Given exercise =
In the article on photochemical separation of europium from red lamp phosphor, which country is said to currently carry out the extended solvent extraction steps for producing significant amounts of pure rare earth metals?

Document passage =
** Begin **

Photochemistry selectively removes europium from red lamp phosphor


Rare earth elements feature in hard disks and fluorescent lamps but recycling rates for these critical elements are less than 1%

As part of ongoing research into critical metal reuse and recycling, chemical engineers have teamed up with chemists to develop a simple photochemical method for separating vital rare earth metals, europium and yttrium.1

Rare earth elements are crucial for modern technologies such as batteries, magnets and consumer electronics, but their similar chemical properties make them difficult to separate. Currently only China performs the extended series of solvent extraction steps needed to produce significant amounts of pure metals from mixed ores. Development of cleaner and less intensive separation methods would remove a barrier to worldwide recycling and production of rare earths.

Tom Van Gerven, at the University of Leuven in Belgium, is interested in how light and other alternative energy sources can boost chemical processes. Koen Binnemans, at the same university, is a chemist who has previously applied ionic liquids to rare earth recycling, successfully extracting red lamp phosphor, a mixture of europium and yttrium, from light bulb waste. Together they realised that they could use photochemistry to go a step further and separate europium and yttrium from each other. ‘In the work on the ionic liquid you extract the europium and yttrium in the same ratio as they were in the red lamp phosphor, so you can only use this mixture again for red lamp phosphors. Whereas in our case we are separating the europium and yttrium … so we can use those streams for any purpose we like,’ explains Van Gerven.

** End **

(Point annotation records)
** Begin **

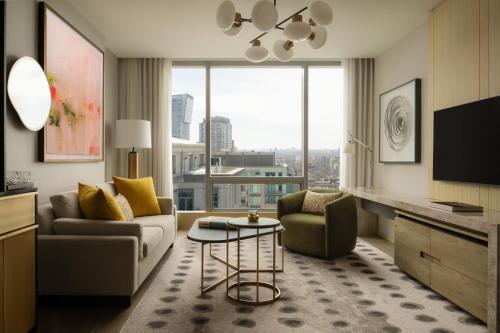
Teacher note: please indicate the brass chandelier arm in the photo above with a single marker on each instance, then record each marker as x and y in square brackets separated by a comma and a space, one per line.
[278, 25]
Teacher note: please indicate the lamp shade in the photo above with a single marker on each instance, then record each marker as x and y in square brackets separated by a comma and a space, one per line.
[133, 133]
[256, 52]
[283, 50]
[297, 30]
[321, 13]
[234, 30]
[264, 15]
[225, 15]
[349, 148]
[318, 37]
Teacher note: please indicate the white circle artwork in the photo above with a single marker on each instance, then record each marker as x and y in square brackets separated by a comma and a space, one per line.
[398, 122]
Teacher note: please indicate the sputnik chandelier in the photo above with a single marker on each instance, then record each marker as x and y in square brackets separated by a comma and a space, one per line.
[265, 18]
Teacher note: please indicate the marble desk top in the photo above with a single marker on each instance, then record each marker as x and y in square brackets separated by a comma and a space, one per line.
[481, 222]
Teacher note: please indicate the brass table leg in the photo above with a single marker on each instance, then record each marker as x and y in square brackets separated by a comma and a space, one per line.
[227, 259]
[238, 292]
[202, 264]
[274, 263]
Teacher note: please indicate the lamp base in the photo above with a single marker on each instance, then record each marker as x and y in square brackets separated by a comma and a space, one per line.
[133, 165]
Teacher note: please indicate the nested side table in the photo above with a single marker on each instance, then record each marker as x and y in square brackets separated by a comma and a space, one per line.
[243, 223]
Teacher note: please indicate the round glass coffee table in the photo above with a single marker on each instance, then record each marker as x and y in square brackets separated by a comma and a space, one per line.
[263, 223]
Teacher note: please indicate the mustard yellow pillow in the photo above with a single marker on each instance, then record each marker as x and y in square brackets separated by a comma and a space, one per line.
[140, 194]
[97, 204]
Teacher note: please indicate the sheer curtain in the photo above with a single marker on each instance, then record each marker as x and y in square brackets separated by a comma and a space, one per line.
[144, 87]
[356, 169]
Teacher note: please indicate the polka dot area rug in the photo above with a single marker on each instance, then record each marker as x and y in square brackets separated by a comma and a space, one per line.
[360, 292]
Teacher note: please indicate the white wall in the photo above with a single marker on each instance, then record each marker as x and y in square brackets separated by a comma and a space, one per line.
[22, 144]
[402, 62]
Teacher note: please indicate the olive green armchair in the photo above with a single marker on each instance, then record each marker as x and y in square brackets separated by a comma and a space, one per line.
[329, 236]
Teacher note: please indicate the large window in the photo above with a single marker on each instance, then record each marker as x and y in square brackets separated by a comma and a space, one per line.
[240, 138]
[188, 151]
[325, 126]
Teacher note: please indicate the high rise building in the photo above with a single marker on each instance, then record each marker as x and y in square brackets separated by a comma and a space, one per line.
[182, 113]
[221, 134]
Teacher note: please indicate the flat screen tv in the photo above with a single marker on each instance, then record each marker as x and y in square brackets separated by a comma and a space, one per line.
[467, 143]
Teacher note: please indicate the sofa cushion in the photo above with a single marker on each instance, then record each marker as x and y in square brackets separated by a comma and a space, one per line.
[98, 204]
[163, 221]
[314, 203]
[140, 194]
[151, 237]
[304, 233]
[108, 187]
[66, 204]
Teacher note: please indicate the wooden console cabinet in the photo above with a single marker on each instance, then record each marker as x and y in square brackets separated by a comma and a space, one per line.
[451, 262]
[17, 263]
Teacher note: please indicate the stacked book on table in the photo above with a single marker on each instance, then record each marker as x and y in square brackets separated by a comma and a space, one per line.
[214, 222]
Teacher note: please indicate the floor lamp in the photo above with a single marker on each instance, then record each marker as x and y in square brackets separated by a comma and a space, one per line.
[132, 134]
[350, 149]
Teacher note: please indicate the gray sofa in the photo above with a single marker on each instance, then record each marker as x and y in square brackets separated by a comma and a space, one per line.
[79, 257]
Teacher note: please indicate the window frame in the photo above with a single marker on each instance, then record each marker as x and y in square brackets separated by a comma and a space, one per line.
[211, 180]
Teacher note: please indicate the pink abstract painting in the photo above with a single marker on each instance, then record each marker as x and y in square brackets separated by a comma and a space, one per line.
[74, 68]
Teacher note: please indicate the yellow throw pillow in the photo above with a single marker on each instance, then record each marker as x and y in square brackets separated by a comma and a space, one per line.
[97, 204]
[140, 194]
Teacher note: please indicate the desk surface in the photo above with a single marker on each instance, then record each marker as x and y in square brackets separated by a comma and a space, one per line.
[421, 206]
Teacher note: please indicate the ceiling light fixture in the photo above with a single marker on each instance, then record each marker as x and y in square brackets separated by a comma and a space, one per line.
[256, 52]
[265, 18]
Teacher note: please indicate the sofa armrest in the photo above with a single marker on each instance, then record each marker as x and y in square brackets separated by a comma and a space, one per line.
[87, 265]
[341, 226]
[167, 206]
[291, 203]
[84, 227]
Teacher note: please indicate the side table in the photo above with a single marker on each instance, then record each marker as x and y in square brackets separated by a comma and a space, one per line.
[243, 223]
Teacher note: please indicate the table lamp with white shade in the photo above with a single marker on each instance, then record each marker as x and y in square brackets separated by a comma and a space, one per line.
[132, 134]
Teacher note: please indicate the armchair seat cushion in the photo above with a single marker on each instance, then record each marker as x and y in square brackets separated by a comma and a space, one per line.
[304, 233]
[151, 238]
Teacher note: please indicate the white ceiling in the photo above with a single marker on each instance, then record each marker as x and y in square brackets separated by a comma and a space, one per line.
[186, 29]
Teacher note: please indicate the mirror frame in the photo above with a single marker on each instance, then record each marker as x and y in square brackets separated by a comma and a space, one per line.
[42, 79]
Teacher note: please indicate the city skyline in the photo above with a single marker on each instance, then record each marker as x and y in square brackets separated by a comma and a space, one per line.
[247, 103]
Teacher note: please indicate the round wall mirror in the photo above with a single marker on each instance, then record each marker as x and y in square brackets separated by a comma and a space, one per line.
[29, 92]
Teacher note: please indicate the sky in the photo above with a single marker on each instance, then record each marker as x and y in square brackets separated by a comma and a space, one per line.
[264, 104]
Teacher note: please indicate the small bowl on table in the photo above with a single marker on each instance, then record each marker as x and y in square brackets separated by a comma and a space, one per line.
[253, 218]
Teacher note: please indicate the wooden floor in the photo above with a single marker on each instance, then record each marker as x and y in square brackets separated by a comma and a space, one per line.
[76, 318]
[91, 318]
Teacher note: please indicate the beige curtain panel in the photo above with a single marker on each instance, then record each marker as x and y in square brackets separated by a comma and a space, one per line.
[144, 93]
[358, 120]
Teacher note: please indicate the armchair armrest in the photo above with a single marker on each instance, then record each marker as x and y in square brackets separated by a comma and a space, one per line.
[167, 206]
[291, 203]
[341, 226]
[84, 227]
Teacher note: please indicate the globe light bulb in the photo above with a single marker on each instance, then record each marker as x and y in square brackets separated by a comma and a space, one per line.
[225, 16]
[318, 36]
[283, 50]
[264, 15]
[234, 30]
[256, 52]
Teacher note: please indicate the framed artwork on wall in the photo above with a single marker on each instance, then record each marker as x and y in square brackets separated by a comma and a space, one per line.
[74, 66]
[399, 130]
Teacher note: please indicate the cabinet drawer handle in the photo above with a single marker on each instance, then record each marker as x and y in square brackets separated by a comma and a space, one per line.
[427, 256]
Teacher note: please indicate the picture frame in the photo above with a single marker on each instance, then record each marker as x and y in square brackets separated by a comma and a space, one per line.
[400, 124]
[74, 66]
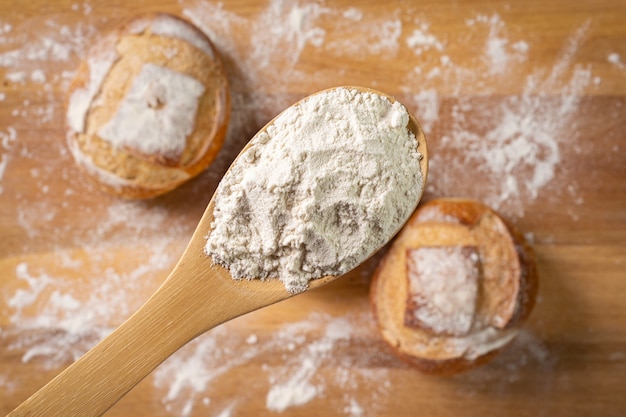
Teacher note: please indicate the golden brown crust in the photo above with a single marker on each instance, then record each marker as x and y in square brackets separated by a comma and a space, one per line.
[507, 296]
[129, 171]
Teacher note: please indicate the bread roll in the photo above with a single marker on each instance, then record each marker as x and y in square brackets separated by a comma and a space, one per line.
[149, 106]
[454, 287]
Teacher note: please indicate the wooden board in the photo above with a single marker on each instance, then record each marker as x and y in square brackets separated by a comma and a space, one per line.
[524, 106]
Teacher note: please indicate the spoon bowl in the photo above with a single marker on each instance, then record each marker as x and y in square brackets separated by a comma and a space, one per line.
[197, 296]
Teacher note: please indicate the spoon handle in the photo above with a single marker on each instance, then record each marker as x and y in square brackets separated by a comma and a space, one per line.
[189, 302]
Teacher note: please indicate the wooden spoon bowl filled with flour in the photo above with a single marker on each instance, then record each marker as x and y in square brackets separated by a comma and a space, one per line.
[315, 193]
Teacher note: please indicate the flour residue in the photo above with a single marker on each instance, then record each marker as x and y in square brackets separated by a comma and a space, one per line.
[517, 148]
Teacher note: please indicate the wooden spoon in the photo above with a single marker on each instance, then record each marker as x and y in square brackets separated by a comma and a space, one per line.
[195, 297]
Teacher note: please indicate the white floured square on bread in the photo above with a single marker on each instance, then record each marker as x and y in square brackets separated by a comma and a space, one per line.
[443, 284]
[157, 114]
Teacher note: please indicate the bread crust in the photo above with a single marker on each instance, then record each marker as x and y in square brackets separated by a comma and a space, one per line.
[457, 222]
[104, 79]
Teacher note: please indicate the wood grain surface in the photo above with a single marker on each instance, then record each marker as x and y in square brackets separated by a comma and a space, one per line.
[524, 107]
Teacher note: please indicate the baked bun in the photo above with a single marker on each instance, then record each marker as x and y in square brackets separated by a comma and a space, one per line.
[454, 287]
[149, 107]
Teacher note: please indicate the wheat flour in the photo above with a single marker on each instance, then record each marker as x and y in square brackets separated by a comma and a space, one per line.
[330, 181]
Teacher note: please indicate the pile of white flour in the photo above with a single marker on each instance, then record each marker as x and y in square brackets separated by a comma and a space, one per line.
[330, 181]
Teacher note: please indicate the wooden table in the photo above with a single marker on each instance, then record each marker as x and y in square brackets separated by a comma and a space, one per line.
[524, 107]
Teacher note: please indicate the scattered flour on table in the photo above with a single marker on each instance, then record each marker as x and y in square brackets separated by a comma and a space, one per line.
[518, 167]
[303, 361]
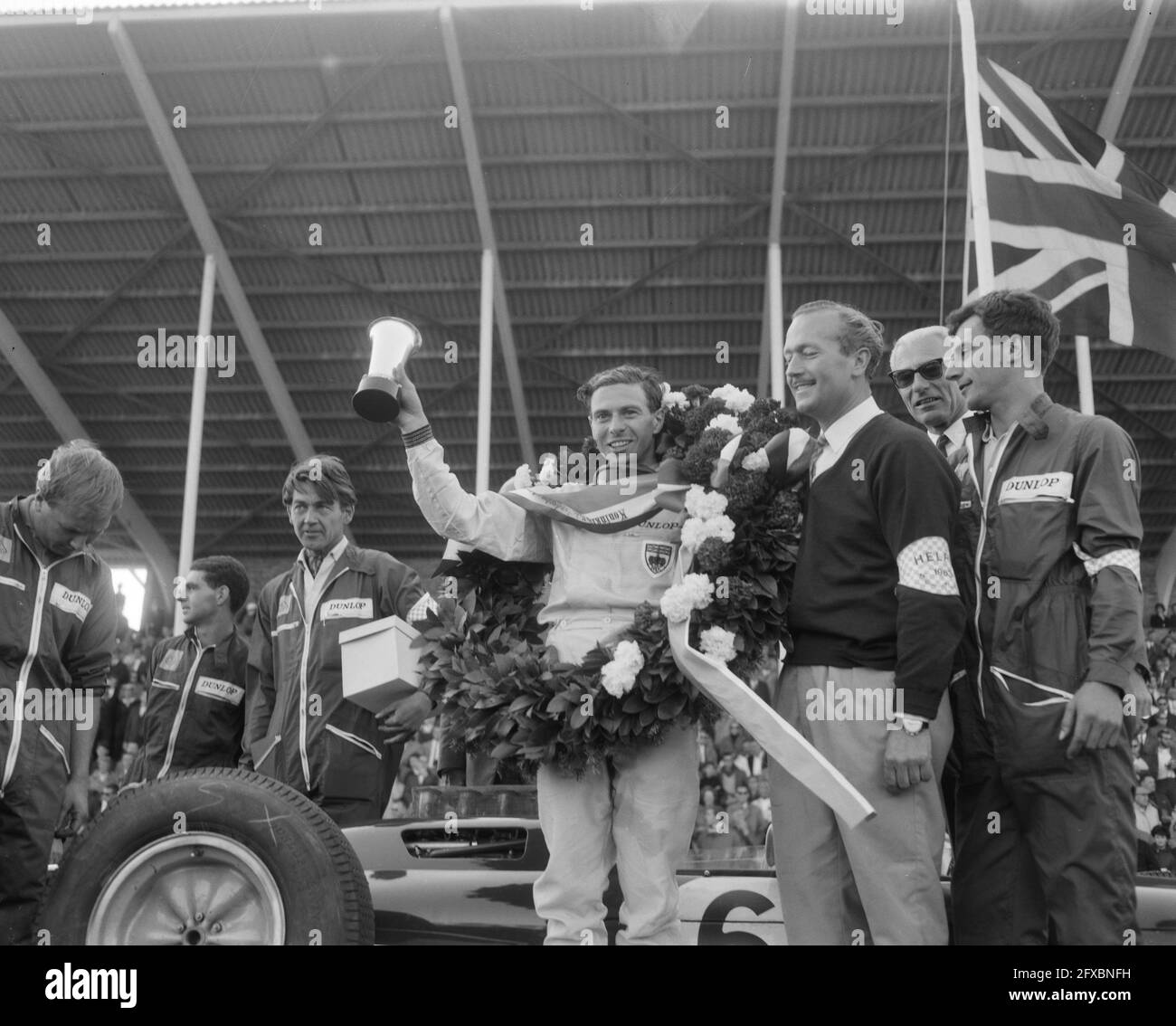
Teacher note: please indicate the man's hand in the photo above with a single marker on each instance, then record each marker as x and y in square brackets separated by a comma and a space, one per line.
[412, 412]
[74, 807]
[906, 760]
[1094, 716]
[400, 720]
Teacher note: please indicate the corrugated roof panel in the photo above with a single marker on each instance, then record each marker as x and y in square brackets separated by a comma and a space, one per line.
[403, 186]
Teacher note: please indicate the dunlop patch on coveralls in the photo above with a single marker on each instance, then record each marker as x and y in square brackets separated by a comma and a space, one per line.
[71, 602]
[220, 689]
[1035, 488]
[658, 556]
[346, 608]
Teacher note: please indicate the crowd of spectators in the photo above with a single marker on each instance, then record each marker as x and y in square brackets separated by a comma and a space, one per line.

** End **

Task solution =
China.